* _Seitentext_:
/---
Keine strikteren Maßnahmen
Macron: „Ich habe Vertrauen in uns“
Paris Ist es die Angst der französischen Regierung vor dem wachsenden Unmut der Bürger über die Anti-Corona-Maßnahmen? Oder kluges Regierungshandeln? Während sich Frankreichs Nachbarländer derzeit im Lockdown befinden, verzichtet man dort jedenfalls weiter auf striktere Maßnahmen, um eine Ausbreitung des Coronavirus und der britischen Mutante zu verhindern. Und das, obwohl seit geraumer Zeit landesweit täglich rund 20000 Neuinfektionen gemeldet werden und inzwischen mehr als 76000 Menschen an oder mit Corona gestorben sind.
Dennoch kündigte Premierminister Jean Castex nun – durchaus überraschend – keine neuen Ausgangssperren an, sondern lediglich die Beibehaltung der bereits geltenden Sperrstunde ab 18 Uhr sowie die Verschärfung der Einreiseregeln. Sie besagen: Wer aus dem EU-Ausland kommt, muss einen negativen PCR-Test vorweisen können, während das Einreisen aus einem NichtEU-Land nur noch mit einem zwingenden Grund erlaubt ist. Davon abgesehen können die Franzosen weiterhin in Geschäften einkaufen. Schließen müssen bloß Einkaufszentren mit einer Fläche von mehr als 20000 Quadratmetern, sofern sie keine Lebensmittel anbieten. Dass Schulen, Kindergärten und Kindertagesstätten offenbleiben, ist ein besonderes Anliegen der Regierung.
\---
* _Datensatz_:
/---
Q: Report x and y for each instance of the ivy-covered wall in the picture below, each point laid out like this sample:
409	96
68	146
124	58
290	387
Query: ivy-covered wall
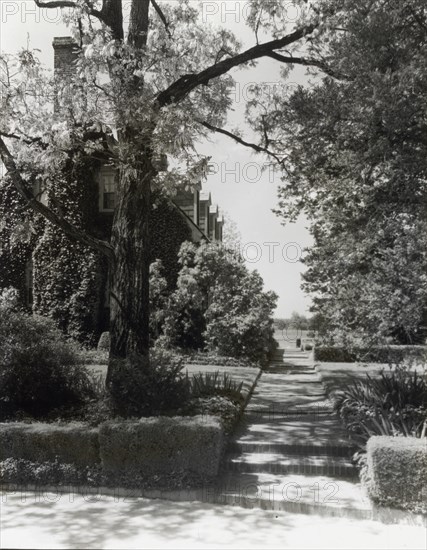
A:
70	279
17	236
168	231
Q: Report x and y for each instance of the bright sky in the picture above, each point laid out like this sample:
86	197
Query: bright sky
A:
238	186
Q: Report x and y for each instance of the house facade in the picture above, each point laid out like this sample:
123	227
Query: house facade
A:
67	281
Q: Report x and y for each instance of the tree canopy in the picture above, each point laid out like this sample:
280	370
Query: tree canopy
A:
354	147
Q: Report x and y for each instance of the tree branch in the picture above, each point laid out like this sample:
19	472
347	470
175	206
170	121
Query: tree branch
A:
162	17
254	146
56	4
139	22
307	62
187	83
57	219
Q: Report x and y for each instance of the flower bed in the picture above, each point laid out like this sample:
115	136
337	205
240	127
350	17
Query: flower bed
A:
379	354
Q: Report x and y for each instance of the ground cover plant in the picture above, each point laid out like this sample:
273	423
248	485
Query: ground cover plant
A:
395	403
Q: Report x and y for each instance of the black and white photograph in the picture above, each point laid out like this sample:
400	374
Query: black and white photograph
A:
213	274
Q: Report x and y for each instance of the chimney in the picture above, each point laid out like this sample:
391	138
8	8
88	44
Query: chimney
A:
66	52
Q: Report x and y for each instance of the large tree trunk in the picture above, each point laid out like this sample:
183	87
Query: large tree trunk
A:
129	272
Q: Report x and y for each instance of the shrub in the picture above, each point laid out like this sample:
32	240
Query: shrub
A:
138	389
210	384
71	443
152	446
396	403
396	472
376	354
39	369
219	305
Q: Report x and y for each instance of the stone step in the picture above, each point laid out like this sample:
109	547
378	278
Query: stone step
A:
320	429
275	463
320	495
235	448
288	404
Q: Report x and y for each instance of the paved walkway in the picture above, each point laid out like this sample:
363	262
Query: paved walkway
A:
291	453
287	480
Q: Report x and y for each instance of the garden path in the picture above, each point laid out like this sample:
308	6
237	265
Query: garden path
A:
291	452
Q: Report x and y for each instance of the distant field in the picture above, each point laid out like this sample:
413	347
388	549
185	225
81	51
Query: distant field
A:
288	337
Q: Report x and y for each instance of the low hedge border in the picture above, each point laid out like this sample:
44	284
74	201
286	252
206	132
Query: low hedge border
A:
395	473
379	354
170	452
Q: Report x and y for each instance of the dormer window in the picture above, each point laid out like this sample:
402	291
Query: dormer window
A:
107	189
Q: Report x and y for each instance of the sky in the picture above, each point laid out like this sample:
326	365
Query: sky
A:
237	184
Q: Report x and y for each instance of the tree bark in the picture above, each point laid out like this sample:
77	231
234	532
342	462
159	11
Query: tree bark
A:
138	24
129	271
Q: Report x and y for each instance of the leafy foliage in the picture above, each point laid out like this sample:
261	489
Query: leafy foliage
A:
39	369
353	144
208	384
394	404
219	304
141	389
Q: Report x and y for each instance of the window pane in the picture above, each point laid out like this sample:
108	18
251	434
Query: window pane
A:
109	201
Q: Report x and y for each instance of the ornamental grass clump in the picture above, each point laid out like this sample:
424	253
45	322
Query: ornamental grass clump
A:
213	384
393	404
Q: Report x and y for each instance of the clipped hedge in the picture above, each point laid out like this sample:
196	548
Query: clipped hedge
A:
379	354
73	443
158	445
150	451
396	472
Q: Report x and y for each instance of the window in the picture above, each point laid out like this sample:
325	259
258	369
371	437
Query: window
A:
107	189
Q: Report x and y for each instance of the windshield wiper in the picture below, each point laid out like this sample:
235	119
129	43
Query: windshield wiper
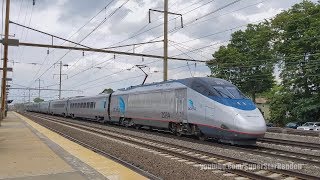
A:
220	92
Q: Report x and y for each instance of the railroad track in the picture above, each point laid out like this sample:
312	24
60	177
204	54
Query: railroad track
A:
257	150
190	156
305	145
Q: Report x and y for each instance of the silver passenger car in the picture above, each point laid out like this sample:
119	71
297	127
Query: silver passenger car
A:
94	107
58	107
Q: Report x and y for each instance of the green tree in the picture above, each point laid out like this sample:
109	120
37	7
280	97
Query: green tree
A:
247	61
297	45
108	91
37	99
\---
* _Aufgabe 1_:
Stimmen die folgenden Aussagen mit dem Text über die Corona-Maßnahmen in Frankreich überein? Antworte jeweils mit Ja oder Nein und zitiere die entscheidenden Worte des Textes wörtlich.
(a) In Frankreich werden seit einiger Zeit täglich rund 20000 Neuinfektionen gemeldet.
(b) Premierminister Jean Castex kündigte neue Ausgangssperren an.
(c) Alle Einkaufszentren in Frankreich müssen schließen.
* _Aufgabe 2_: Nenne alle Zahlen, die im Text über die Corona-Maßnahmen in Frankreich vorkommen, jeweils mit dem, worauf sie sich beziehen.
* _Aufgabe 3_: Führe den Text über die Corona-Maßnahmen in Frankreich bitte von seinem Ende an weiter.
Die Einträge werden hier nicht gebraucht.

* _Lösung 1_:
(a) Ja: „seit geraumer Zeit landesweit täglich rund 20000 Neuinfektionen gemeldet werden“
(b) Nein: „kündigte Premierminister Jean Castex nun – durchaus überraschend – keine neuen Ausgangssperren an“
(c) Nein: „Schließen müssen bloß Einkaufszentren mit einer Fläche von mehr als 20000 Quadratmetern, sofern sie keine Lebensmittel anbieten.“

* _Lösung 2_:
20000: tägliche Neuinfektionen landesweit
76000: Menschen, die an oder mit Corona gestorben sind
18: Uhrzeit, ab der die Sperrstunde gilt
20000: Fläche der Einkaufszentren in Quadratmetern, ab der diese schließen müssen

* _Lösung 3_:
„Ich habe Vertrauen in uns“, twitterte Präsident Emmanuel Macron. „Die Stunden, die wir erleben, sind entscheidend. Tun wir alles, um die Epidemie gemeinsam zu bremsen.“Dem Meinungsforscher Emmanuel Rivière zufolge geht er damit das Risiko ein, „das Gefühl zu vermitteln, zu spät zu kommen“, sollte doch noch ein dritter Lockdown erforderlich sein. Einer Umfrage zufolge bescheinigen 61 Prozent der Franzosen ihrem Präsidenten ein schlechtes Krisenmanagement. Zu einem großen Vertrauensverlust kam es bereits bei Ausbruch der Pandemie, als es an Masken und Ausrüstung in den Krankenhäusern mangelte. Auch die Impfkampagne lief überaus schleppend an. Inzwischen haben aber rund 1,5 Millionen Franzosen mindestens einen ersten Piks erhalten.